• _SUPPLIED RECORDS_
--------------------

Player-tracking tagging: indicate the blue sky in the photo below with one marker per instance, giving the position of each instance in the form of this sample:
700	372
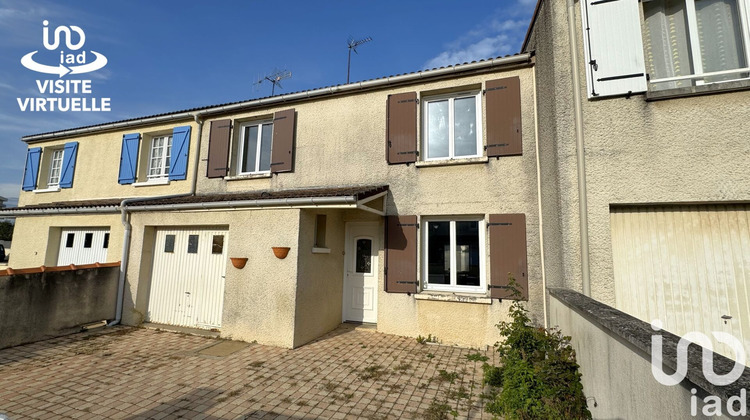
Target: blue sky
169	55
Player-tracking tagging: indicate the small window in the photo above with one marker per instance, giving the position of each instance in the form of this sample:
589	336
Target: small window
364	256
169	243
55	168
254	154
217	244
192	244
320	231
159	158
454	255
452	126
88	240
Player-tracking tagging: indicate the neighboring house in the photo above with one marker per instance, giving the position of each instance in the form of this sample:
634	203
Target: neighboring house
664	90
404	201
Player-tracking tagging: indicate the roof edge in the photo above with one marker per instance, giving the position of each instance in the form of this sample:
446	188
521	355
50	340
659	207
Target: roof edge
280	99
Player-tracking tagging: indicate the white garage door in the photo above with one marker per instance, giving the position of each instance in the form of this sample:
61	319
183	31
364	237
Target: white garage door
687	266
187	281
83	246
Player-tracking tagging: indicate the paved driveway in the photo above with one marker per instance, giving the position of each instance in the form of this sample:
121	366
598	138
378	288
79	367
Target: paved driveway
137	373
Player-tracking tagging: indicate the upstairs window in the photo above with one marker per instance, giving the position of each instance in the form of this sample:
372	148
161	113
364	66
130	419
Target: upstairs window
159	158
695	42
254	154
55	168
452	126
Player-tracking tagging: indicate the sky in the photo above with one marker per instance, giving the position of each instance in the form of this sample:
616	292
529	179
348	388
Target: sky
171	55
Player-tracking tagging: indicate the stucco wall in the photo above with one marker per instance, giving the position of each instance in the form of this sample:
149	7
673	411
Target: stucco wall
38	306
260	299
679	150
36	239
98	166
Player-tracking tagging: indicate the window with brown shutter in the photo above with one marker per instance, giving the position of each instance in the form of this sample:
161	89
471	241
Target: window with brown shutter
282	150
508	255
503	98
401	254
218	149
401	128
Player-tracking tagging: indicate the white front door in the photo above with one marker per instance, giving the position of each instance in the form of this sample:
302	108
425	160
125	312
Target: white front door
361	273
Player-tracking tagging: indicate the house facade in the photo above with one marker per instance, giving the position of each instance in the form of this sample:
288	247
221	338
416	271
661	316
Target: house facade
645	122
403	202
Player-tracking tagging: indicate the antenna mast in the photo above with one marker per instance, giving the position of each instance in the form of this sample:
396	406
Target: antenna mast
353	46
275	77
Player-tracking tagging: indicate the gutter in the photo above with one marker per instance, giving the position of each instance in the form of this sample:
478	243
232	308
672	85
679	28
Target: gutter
583	216
280	99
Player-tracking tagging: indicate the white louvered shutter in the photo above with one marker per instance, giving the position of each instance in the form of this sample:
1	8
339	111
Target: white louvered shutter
613	47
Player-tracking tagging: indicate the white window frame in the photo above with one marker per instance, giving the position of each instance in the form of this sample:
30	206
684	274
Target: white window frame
477	94
161	165
55	168
241	149
698	76
453	287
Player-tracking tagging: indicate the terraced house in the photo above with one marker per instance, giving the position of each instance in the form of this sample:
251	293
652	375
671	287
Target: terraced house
403	201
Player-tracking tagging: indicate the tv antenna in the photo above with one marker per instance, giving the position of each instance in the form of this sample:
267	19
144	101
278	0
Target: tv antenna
275	77
353	46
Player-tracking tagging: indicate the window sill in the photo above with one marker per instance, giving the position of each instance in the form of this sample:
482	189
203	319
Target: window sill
454	297
708	89
158	181
46	190
449	162
249	176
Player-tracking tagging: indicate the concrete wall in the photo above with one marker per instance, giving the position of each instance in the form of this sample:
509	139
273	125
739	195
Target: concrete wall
38	306
260	299
691	149
37	239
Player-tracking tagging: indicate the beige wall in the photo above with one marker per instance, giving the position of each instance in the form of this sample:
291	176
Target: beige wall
691	149
98	167
36	239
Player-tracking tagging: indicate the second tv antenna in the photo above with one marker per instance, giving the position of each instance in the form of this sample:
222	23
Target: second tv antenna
274	78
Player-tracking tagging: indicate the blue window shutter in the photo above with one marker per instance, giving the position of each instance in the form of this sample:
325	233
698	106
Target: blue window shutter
180	147
69	164
32	168
129	158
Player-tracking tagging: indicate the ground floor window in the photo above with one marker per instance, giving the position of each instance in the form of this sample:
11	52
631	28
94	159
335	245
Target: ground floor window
454	254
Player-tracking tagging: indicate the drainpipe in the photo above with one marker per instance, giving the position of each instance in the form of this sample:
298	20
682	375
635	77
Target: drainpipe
129	228
583	217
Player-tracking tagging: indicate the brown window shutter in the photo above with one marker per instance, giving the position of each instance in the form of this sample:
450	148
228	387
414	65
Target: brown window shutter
282	149
503	98
401	254
401	136
508	254
218	148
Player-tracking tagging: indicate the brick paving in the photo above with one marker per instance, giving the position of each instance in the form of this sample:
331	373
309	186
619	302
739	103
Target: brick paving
138	373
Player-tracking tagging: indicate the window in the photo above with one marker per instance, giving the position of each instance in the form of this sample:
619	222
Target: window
55	168
452	126
161	150
453	255
694	42
254	154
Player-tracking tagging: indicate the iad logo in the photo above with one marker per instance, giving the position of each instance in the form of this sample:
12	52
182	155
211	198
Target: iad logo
712	404
68	60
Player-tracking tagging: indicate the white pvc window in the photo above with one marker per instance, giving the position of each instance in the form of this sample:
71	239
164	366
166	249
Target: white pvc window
254	154
452	126
454	255
695	42
55	168
159	159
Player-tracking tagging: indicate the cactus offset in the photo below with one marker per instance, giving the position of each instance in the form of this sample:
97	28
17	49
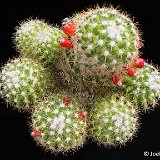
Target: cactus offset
35	38
62	128
23	82
94	58
143	89
113	121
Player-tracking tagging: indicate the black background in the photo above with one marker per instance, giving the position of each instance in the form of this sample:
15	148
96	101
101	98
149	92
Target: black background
15	140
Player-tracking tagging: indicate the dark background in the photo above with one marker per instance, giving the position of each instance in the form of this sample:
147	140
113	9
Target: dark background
15	140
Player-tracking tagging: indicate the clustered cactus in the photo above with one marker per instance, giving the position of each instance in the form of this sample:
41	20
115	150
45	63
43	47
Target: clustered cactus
84	79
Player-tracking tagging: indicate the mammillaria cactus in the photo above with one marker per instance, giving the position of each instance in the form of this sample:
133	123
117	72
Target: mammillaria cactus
23	82
113	121
94	58
60	124
35	38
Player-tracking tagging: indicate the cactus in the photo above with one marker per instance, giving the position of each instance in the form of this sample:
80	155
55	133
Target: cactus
105	40
143	89
35	38
59	124
113	121
23	82
95	59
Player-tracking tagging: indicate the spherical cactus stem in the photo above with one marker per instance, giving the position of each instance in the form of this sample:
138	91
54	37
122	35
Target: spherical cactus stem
69	28
65	42
138	62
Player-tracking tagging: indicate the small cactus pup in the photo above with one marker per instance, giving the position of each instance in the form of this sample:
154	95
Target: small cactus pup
23	81
113	121
59	124
35	38
143	89
104	41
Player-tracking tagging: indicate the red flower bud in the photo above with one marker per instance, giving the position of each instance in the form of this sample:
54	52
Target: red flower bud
65	42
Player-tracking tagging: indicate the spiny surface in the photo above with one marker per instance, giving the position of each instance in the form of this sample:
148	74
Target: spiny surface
36	38
113	121
23	82
143	89
107	36
62	127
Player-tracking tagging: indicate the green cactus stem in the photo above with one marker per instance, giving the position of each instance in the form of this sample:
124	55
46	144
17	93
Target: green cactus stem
23	82
143	89
61	124
113	121
35	38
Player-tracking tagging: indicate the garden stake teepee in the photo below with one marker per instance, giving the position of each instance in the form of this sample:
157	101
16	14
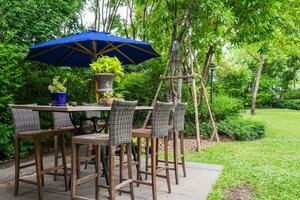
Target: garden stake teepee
173	72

--------------------

• _WHAT IS EXPECTED_
Report the number of lines in the records that hold "below" and write no other words.

• _EXERCISE OUTPUT_
3